**VORLIEGENDER TEXT:**

##############################

Cosco steigt im Hafen ein: Hilfe! Die Chinesen kommen

Zeitenwende im Hamburger Hafen: Erstmals in der Geschichte gibt die Hansestadt die Kontrolle über einen Teil der Hafenanlagen ans Ausland ab. Der Einstieg der chinesischen Staatsreederei Cosco beim zweitgrößten Hamburger Terminal Tollerort in Steinwerder ist offenbar so gut wie besiegelt. Damit bekommt China Zugang zu kritischer Infrastruktur.

„Die Verhandlungen sind weit fortgeschritten. Ich gehe davon aus, dass es demnächst einen Abschluss gibt.“ Mit diesen Worten zitiert die „Welt“ Angela Tizrath und beendet damit die Spekulationen über einen bevorstehenden Deal mit Cosco. Die Chefin der Hamburger Hafen und Logistik AG (HHLA) habe außerdem erklärt, die Bundesregierung sei bereits über die beabsichtigte Transaktion informiert worden. Einem HHLA-Sprecher zufolge steht der Abschluss nur noch unter dem Vorbehalt behördlicher Genehmigungen in beiden Ländern. „Die dafür notwendigen Unterlagen werden von uns gerade vorbereitet und eingereicht“, so der Sprecher zur MOPO.

##############################

**GESTELLTE AUFGABE A:** Sammeln Sie sämtliche Zeilen der Einträge, in denen die Zeichenfolge „curly“ vorkommt, und geben Sie diese wieder. Beachten Sie dabei die Groß- und Kleinschreibung.
Der Text und die Einträge sind voneinander unabhängiges Material.

##############################

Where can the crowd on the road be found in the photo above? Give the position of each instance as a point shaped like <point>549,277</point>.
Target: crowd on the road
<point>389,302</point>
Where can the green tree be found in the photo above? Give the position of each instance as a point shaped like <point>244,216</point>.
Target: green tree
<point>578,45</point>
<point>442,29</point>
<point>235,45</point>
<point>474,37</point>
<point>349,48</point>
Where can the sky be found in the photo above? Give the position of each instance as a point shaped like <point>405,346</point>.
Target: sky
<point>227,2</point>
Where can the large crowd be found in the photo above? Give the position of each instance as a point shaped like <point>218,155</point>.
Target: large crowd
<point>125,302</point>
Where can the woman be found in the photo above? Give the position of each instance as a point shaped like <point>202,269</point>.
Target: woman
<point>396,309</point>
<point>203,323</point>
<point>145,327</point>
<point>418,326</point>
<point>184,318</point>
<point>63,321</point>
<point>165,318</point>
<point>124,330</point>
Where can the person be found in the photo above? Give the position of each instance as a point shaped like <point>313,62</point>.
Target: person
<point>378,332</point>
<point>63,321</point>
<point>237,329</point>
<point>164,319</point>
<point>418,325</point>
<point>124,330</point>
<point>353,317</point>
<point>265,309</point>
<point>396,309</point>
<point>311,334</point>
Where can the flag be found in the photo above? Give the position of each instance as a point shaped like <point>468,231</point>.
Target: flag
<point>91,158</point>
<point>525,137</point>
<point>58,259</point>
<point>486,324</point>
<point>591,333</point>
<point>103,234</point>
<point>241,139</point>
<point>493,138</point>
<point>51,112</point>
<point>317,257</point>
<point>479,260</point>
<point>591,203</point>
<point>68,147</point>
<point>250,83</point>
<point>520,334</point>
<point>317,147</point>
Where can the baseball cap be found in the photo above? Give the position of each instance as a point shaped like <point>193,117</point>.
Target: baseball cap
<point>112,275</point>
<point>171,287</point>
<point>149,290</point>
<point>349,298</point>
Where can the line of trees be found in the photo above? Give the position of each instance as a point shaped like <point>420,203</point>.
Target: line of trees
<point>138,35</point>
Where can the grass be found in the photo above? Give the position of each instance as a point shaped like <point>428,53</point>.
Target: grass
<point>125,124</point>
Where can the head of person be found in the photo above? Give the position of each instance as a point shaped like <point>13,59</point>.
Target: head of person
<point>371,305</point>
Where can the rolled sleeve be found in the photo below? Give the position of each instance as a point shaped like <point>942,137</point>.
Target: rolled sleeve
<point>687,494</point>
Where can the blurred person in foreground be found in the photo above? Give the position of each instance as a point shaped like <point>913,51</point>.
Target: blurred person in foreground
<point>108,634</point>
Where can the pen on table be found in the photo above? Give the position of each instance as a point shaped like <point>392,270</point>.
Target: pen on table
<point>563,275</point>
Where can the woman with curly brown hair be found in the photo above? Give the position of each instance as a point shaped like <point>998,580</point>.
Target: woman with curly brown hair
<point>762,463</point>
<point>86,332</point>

##############################

**GESTELLTE AUFGABE B:** Geben Sie im Artikel über den Cosco-Einstieg die Passage von „Cosco steigt im“ bis einschließlich „zu kritischer Infrastruktur.“ erneut wieder und ersetzen Sie darin „Cosco“ durch „COSCO“.

**VOLLSTÄNDIGE LÖSUNG A:**
Where can the woman with curly brown hair be found in the photo above? Give the position of each instance as a point shaped like <point>998,580</point>.
Target: woman with curly brown hair

**VOLLSTÄNDIGE LÖSUNG B:**
COSCO steigt im Hafen ein: Hilfe! Die Chinesen kommen

Zeitenwende im Hamburger Hafen: Erstmals in der Geschichte gibt die Hansestadt die Kontrolle über einen Teil der Hafenanlagen ans Ausland ab. Der Einstieg der chinesischen Staatsreederei COSCO beim zweitgrößten Hamburger Terminal Tollerort in Steinwerder ist offenbar so gut wie besiegelt. Damit bekommt China Zugang zu kritischer Infrastruktur.